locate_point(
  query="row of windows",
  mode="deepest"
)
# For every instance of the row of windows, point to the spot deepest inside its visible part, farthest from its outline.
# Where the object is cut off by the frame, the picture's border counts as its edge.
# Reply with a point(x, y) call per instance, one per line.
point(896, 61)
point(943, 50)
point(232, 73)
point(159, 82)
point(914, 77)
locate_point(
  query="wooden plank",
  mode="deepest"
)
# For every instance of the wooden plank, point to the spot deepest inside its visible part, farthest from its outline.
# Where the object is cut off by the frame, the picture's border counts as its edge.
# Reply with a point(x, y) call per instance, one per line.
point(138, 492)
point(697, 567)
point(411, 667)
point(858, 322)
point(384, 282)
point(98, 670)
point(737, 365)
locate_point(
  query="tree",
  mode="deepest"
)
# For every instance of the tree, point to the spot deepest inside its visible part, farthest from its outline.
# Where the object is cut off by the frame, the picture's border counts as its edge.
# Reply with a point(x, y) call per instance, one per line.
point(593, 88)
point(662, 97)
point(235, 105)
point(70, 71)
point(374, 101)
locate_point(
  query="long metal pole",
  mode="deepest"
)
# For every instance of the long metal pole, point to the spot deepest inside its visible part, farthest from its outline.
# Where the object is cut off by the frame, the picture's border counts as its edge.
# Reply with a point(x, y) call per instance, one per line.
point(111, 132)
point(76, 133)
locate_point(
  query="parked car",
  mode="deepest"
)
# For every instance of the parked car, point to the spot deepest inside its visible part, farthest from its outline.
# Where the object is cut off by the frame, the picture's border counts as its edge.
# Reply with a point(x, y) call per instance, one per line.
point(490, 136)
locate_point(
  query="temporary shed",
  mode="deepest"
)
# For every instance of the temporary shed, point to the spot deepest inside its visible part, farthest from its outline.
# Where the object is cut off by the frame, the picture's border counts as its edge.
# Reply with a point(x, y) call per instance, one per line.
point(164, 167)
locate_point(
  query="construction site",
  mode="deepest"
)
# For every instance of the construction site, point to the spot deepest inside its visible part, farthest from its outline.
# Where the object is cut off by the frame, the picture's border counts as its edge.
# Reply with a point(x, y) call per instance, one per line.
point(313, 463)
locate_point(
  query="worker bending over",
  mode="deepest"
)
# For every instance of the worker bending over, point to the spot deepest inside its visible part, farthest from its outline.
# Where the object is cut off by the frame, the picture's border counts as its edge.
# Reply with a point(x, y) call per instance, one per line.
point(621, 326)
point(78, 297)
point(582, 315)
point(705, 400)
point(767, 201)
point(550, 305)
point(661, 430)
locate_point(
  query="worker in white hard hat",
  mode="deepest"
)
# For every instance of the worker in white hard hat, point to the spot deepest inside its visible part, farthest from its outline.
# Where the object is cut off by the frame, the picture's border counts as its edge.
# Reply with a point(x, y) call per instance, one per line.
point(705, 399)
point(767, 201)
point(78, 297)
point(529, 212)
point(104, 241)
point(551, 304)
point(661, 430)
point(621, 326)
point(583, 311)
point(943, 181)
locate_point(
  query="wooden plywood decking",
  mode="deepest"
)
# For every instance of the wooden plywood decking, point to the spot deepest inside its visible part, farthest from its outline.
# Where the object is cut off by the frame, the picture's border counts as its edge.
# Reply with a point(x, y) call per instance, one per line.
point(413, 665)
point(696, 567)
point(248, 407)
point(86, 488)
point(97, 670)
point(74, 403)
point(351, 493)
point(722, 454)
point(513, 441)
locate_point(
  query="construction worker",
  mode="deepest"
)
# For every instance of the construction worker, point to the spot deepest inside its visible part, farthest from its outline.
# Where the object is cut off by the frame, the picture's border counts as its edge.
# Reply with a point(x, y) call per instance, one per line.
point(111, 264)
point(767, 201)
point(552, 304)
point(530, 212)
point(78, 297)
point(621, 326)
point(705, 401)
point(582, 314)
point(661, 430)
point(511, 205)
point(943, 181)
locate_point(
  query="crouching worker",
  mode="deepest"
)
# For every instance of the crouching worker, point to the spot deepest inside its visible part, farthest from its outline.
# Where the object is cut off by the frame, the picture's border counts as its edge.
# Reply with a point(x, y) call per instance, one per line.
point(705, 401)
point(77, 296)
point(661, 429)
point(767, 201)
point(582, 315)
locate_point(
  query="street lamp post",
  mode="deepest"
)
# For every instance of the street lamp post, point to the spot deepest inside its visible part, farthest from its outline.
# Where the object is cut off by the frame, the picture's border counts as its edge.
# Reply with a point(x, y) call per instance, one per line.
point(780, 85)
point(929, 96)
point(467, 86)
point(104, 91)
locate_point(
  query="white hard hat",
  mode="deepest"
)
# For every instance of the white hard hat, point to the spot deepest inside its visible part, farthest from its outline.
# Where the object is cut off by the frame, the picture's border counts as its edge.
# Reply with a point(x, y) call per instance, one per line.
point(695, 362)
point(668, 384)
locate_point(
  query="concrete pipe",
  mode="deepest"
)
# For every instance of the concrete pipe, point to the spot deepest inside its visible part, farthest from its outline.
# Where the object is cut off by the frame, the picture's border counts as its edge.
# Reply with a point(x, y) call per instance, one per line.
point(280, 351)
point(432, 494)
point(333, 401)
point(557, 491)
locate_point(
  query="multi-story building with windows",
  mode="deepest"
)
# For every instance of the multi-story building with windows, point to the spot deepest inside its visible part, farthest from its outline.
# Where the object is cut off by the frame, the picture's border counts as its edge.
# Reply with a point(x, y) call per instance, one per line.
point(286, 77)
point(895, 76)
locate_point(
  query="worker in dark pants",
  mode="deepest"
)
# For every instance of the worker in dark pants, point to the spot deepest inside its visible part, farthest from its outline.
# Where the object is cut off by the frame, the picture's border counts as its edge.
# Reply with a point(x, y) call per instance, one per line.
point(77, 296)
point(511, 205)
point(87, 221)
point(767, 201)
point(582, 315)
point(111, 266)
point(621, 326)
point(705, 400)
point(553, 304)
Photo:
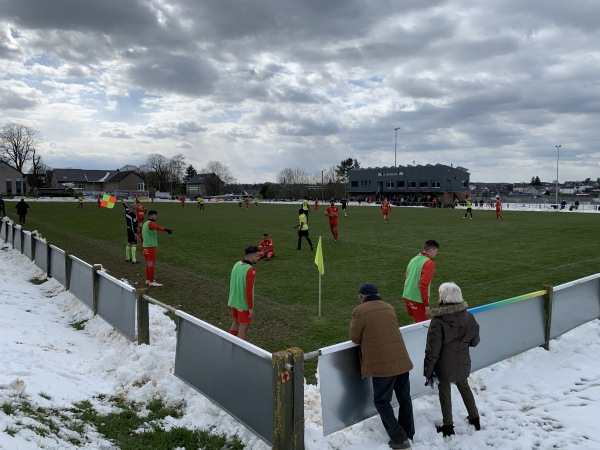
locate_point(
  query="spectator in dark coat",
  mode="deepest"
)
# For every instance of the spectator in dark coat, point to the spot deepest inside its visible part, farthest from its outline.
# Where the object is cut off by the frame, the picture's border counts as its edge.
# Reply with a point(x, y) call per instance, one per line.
point(22, 210)
point(452, 331)
point(384, 358)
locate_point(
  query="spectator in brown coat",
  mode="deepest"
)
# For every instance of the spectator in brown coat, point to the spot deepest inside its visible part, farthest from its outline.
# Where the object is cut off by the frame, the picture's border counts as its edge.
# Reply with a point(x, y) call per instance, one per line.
point(451, 332)
point(383, 356)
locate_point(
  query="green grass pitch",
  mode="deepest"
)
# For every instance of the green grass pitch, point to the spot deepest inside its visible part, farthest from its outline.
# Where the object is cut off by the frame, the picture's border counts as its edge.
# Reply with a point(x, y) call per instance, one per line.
point(490, 259)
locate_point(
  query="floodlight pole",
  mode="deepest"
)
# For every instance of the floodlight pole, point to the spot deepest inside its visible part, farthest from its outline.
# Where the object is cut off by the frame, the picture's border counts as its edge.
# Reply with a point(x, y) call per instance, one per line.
point(395, 145)
point(557, 155)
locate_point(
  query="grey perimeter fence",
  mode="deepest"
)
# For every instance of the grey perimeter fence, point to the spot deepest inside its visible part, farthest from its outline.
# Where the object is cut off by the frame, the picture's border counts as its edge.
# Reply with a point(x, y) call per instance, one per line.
point(209, 359)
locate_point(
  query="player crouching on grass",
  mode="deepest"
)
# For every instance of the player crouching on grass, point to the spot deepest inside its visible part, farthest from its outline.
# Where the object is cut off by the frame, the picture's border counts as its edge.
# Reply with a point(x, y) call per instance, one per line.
point(241, 293)
point(265, 249)
point(150, 242)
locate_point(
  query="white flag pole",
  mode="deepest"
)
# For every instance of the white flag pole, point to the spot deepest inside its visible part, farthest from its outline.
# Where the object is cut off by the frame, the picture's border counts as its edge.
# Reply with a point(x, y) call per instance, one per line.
point(319, 294)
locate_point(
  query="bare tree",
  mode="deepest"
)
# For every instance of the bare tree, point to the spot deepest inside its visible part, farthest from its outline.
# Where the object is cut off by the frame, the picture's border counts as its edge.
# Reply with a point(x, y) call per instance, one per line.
point(17, 142)
point(177, 166)
point(38, 170)
point(221, 170)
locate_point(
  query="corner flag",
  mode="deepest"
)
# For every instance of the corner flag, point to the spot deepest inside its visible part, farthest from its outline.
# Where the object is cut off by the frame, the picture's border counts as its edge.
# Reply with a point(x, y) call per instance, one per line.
point(108, 201)
point(319, 258)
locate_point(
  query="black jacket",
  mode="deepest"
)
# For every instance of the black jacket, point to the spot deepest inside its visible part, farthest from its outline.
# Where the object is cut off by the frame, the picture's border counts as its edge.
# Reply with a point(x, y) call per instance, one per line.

▸ **Problem**: Among the lines above, return each one holding the string "black".

▸ **Exercise result**:
  query="black jacket",
# For every instance of the black jacket, point to the spot deepest inside its visible part, farthest from its outline.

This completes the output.